It has been fascinating to see how across how people seem to be communicating a lot more regularly than they did previously. From a personal perspective, I have found that I can pack many more 30 minutes style calls / VC’s into my day. The face to face equivalent would have taken up 1hr-1hr30mins of my day. Although fantastic in many respects, I have found bouncing from call to call demanding on energy levels. Learning when to step away from my desk and take time out, whether to exercise or have some downtime has been important. I encourage my team to also discover what works for them in order to safeguard their mental health.

Amanda: Next question, from a people agenda, what have been the major challenges for you?

Phil: “The sense of unknown, as every crisis is different and it’s very hard to predict how this is going to play out and what this will mean for us as a business. From a leadership perspective we need to make sure that we strike the right balance when it comes to employee engagement during this period. People are in different personal situations and we want to make sure that there are enough forums for people to interact if they wish to,  but equally not putting people under pressure to feel they need participate or even over communicate in this situation.

Amanda: What key learnings do you think you will take away from this period?
○ ○ ○
*Assigned task:*
Duplicate the interview above word for word, from "Amanda: Next question, from" up to and including "from this period?".
○ ○ ○
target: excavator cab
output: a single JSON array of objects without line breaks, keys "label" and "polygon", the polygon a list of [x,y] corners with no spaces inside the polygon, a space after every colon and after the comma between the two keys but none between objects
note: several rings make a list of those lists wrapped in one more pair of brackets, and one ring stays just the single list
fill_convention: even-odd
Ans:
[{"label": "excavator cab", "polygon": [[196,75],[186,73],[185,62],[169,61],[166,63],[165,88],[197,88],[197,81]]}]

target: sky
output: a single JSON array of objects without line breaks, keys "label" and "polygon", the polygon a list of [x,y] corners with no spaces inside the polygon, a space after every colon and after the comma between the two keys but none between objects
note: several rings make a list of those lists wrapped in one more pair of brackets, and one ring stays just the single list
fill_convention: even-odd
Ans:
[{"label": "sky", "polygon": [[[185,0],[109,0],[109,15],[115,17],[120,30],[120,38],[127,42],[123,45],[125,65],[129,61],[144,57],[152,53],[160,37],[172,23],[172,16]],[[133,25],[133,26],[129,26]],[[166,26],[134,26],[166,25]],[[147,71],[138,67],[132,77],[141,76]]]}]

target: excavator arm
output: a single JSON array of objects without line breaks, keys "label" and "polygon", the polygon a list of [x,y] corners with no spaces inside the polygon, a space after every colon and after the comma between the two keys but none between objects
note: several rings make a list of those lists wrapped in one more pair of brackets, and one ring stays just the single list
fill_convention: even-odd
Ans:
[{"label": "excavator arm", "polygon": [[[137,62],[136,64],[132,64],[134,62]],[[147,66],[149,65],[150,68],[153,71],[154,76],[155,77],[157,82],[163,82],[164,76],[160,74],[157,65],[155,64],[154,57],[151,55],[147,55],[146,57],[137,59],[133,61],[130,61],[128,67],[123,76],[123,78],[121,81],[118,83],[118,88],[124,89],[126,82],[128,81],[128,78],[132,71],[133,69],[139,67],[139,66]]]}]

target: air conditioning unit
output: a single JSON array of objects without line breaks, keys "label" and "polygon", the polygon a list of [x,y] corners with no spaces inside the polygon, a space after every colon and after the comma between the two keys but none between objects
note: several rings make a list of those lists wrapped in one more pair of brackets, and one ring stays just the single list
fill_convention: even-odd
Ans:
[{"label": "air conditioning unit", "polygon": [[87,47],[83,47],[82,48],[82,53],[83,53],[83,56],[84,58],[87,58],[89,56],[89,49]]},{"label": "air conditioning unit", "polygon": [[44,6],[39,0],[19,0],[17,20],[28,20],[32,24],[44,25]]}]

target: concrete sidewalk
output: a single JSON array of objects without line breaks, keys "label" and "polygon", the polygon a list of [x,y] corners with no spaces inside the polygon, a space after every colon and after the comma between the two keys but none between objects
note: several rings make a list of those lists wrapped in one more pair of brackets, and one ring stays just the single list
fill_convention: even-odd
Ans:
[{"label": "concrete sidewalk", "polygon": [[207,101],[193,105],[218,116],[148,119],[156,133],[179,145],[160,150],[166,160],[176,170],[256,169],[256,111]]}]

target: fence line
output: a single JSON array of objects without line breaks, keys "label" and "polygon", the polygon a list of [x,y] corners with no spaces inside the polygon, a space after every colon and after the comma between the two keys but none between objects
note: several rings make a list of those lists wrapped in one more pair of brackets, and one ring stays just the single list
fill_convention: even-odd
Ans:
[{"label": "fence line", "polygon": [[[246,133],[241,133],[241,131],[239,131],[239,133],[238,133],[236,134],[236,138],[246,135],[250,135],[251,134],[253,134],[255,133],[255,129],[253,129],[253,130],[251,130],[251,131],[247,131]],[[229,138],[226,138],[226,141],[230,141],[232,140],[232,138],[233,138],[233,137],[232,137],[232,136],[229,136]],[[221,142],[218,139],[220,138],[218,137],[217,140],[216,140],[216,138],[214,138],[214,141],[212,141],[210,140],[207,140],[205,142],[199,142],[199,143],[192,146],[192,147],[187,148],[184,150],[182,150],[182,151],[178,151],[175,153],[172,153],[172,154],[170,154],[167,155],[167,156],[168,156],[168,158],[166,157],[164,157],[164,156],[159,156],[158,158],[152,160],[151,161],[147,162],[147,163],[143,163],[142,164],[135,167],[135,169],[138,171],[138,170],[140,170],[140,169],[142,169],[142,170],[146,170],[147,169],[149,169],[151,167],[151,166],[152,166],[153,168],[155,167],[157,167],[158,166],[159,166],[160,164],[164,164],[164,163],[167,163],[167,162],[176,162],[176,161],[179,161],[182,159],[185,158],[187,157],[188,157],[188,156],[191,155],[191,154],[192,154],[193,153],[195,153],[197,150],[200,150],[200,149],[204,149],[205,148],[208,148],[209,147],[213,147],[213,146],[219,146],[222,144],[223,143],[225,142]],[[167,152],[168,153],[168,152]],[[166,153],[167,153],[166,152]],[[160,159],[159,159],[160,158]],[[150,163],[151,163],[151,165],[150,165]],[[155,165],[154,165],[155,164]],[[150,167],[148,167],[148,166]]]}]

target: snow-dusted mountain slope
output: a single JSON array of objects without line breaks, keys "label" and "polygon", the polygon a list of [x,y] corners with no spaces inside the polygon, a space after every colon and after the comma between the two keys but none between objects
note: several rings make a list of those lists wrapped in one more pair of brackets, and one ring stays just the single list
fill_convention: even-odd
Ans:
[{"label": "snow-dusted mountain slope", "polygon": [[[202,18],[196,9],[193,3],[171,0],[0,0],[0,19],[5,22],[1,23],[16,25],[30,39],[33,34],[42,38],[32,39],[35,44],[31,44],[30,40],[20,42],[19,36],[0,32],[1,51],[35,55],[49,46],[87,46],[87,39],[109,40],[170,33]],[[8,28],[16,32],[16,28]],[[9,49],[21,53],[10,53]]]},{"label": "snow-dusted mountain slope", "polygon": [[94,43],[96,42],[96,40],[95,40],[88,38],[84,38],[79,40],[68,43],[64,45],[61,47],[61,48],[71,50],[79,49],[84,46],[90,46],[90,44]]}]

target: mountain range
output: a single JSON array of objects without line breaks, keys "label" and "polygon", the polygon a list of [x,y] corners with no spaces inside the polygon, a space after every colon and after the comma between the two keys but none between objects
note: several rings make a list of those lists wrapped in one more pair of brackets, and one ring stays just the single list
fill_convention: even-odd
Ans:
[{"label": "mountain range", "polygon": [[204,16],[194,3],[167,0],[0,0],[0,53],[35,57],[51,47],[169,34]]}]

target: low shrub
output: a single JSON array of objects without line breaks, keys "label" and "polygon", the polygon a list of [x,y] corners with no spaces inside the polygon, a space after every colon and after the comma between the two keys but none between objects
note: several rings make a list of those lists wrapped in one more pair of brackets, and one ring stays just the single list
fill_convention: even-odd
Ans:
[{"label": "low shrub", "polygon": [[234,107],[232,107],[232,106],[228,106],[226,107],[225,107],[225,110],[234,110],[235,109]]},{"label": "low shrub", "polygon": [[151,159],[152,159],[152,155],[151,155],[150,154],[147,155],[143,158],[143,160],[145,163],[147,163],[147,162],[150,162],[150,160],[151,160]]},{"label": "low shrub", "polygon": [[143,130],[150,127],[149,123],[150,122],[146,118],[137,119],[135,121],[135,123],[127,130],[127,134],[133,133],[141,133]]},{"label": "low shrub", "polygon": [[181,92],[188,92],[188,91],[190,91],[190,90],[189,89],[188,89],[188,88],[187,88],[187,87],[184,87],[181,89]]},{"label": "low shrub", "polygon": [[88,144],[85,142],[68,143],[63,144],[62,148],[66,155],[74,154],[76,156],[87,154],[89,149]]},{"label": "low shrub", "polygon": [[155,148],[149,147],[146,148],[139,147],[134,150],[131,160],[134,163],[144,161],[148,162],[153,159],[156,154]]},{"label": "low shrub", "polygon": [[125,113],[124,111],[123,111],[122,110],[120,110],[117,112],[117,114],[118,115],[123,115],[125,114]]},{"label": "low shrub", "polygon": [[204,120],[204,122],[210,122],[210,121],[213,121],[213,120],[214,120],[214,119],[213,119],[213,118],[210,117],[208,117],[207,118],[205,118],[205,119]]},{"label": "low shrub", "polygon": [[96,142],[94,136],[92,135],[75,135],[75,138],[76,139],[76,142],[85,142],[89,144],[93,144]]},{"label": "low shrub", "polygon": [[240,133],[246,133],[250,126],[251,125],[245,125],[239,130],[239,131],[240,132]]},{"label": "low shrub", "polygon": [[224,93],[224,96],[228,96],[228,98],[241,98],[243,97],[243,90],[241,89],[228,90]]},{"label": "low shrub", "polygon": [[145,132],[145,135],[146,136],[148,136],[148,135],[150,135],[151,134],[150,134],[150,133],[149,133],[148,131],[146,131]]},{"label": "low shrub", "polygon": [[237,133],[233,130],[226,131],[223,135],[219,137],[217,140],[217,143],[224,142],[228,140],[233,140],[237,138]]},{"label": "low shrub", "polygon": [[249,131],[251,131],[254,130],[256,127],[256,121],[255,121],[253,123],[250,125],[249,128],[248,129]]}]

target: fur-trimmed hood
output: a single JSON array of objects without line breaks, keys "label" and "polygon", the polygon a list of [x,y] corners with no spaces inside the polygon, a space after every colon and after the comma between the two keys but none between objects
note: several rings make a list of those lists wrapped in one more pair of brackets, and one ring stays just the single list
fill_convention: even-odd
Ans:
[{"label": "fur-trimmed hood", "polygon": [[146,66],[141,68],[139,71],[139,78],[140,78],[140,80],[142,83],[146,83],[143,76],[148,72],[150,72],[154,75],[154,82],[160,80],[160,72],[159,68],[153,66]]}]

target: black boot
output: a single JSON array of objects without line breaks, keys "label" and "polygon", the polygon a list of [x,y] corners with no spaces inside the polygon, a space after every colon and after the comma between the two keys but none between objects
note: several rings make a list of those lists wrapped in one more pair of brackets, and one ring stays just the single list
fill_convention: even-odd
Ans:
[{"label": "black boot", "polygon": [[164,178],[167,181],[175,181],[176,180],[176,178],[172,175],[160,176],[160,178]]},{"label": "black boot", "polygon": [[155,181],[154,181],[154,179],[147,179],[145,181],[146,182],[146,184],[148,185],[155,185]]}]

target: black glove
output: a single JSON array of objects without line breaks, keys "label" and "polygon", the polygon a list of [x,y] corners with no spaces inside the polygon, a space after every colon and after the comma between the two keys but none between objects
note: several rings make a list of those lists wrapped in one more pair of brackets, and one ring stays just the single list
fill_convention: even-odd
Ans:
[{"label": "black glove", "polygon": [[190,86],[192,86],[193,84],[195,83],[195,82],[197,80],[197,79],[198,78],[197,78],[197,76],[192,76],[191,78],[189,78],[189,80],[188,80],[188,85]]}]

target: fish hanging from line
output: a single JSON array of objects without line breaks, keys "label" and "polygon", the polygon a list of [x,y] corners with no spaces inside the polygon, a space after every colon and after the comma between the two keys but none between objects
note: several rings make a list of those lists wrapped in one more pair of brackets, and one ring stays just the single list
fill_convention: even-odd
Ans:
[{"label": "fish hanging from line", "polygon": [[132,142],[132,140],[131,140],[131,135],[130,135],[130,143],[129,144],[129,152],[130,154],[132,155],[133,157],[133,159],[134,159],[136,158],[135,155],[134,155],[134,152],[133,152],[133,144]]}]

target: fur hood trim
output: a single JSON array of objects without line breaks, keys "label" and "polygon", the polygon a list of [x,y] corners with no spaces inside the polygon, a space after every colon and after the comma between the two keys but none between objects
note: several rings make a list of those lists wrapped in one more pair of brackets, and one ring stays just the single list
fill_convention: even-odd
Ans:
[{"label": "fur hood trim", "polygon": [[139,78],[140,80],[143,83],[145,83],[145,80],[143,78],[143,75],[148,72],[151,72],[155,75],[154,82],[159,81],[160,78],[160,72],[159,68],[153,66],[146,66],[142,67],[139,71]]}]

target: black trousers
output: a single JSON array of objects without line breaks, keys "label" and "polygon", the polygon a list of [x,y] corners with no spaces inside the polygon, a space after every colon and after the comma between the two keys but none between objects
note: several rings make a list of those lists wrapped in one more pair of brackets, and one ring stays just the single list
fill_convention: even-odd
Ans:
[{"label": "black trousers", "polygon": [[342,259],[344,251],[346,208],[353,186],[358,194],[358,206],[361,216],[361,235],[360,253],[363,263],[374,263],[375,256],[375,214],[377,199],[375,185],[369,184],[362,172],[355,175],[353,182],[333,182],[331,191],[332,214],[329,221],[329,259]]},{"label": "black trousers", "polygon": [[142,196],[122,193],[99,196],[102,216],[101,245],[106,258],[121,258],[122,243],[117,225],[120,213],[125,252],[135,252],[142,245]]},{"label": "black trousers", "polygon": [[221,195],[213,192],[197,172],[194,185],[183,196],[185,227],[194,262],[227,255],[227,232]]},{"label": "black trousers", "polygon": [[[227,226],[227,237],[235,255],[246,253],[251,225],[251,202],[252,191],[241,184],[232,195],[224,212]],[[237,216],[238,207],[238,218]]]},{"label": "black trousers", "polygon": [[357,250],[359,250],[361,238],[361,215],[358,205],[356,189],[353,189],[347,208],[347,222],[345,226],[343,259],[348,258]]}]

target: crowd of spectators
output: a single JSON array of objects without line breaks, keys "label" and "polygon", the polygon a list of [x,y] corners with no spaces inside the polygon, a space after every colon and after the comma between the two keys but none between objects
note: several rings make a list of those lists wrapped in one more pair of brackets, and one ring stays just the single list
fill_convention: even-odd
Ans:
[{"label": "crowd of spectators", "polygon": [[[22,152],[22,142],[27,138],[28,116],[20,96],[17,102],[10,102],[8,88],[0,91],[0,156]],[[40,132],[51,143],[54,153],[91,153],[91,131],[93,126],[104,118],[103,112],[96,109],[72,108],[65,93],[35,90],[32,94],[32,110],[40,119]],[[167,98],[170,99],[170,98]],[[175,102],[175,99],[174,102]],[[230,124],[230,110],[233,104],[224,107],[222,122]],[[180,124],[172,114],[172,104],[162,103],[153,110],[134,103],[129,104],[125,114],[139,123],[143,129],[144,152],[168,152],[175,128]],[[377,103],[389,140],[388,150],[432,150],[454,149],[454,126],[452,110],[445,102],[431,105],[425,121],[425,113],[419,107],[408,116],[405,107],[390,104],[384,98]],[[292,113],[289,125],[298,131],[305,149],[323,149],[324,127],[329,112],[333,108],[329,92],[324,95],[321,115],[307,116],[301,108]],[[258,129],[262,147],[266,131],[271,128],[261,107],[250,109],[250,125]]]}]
○ ○ ○
*Written answer:*
Amanda: Next question, from a people agenda, what have been the major challenges for you?

Phil: “The sense of unknown, as every crisis is different and it’s very hard to predict how this is going to play out and what this will mean for us as a business. From a leadership perspective we need to make sure that we strike the right balance when it comes to employee engagement during this period. People are in different personal situations and we want to make sure that there are enough forums for people to interact if they wish to,  but equally not putting people under pressure to feel they need participate or even over communicate in this situation.

Amanda: What key learnings do you think you will take away from this period?